▶ _The task_: Your answer should consist of the listing, repeated exactly.

---------- Listed entries

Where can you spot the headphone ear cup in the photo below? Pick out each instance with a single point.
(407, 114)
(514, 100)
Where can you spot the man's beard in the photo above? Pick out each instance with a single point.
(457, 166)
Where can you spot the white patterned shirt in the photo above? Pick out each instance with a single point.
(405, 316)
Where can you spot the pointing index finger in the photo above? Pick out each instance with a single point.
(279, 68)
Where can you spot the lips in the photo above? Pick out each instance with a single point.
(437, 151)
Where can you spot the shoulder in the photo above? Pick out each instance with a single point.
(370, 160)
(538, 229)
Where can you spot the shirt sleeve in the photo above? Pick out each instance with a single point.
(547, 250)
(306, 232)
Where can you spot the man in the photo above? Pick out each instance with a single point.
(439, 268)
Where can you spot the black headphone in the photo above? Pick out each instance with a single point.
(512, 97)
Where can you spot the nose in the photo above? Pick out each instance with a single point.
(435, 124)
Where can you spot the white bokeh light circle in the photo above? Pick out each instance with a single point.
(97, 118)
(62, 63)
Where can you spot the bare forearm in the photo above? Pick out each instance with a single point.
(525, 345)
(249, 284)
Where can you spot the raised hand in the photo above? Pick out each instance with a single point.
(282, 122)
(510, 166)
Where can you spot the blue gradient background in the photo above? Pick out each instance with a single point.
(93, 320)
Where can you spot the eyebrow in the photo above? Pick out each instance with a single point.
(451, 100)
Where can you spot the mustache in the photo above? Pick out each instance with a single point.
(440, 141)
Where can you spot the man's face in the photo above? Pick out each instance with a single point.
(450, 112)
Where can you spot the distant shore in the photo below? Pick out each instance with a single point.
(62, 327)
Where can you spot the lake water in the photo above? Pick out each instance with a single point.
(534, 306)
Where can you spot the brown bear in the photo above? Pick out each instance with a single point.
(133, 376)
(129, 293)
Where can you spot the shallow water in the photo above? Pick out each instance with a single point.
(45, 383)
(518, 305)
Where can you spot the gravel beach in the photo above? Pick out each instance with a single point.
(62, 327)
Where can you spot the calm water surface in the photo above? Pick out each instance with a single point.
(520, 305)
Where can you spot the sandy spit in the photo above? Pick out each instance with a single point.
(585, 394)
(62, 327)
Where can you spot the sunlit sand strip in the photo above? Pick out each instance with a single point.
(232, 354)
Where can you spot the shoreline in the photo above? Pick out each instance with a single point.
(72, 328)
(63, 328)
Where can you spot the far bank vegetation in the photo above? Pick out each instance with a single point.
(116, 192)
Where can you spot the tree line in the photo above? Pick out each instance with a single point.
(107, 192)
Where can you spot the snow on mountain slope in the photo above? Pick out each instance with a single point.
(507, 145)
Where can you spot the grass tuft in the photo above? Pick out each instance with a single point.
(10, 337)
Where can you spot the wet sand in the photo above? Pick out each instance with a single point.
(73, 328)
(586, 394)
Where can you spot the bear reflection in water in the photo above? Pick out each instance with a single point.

--------------------

▶ _Exercise output_:
Where can you spot the headphone ear cup in the photo below? Pick out each instance with a single point.
(407, 114)
(514, 100)
Where can you spot the man's beard in the photo above? Pick out each instance with a single point.
(457, 166)
Where can you spot the white patterned shirt in the photo above? Pick out each instance with a single point.
(405, 316)
Where can you spot the pointing index finger in the photo above? Pick out each instance with a single point.
(279, 68)
Where can you spot the lips in the photo above? Pick out each instance with a single point.
(437, 151)
Where can you spot the shoulder in the photo above? Pick out each instance with a single point.
(370, 160)
(538, 229)
Where can you spot the shirt sleeve in the photo above? Pick out each instance with a single point.
(547, 250)
(306, 232)
Where can you spot the man in the photo above? Pick out each instance with a single point.
(439, 268)
Where can you spot the black headphone in the photo above? Pick out each instance with a single point.
(512, 97)
Where can you spot the nose in the photo above? Pick out each instance with a single point.
(435, 124)
Where can you spot the white bokeh light circle in the photo above? Pick out each instance with a single point.
(97, 118)
(62, 63)
Where can you spot the bare forearm in the photo above? Pick out each instance with a single point.
(525, 345)
(249, 284)
Where can you spot the raised hand in the photo above? Pick out each instance with a single point.
(282, 122)
(510, 166)
Where can you spot the blue gradient background in the photo above? Pick out each instance with a single point.
(93, 320)
Where can you spot the eyebrow in the photo above? Pick out each instance with a single point.
(451, 100)
Where can you spot the mustache in the photo above? Pick out each instance with a single point.
(440, 141)
Where can you spot the man's face in the photo above? Pick out each instance with a single point.
(450, 112)
Where can you spot the distant shore in the photo below? Pick out each instance with a single point.
(62, 327)
Where can you spot the lake water in the photo above? Pick out each instance with a single point.
(534, 306)
Where can you spot the brown bear in the photo above? Pick out each instance with a single point.
(133, 376)
(129, 293)
Where can you spot the shallow water in the photo above? Pick out each instance with a single point.
(45, 383)
(518, 305)
Where can you spot the gravel beach in the photo above? Pick out each instance with a single point.
(62, 327)
Where can you spot the calm water surface in the photo above? Pick out each instance with a single point.
(520, 305)
Where can you spot the sandy spit in the photo above? Pick out each instance with a single point.
(585, 394)
(62, 327)
Where can you spot the sunlit sand strip in the photo above? Pick out each instance with a single point.
(232, 354)
Where can you spot the shoreline in the photo above? Pick out each instance with a single point.
(72, 328)
(63, 328)
Where can you spot the far bank vegetation in the photo above? Pick out each instance with a single point.
(116, 192)
Where can you spot the tree line in the photo above? Pick out each instance with a single point.
(107, 192)
Where can you spot the snow on mountain slope in the photo above? Pick out each instance with a single point.
(507, 145)
Where can you spot the grass tuft in the photo above? Pick out each instance with a single point.
(10, 337)
Where can you spot the wet sand in the photo above? Pick out each instance with a single point.
(73, 328)
(586, 394)
Where can you spot the bear reflection in water in the photo above? Pick out each instance with a single point.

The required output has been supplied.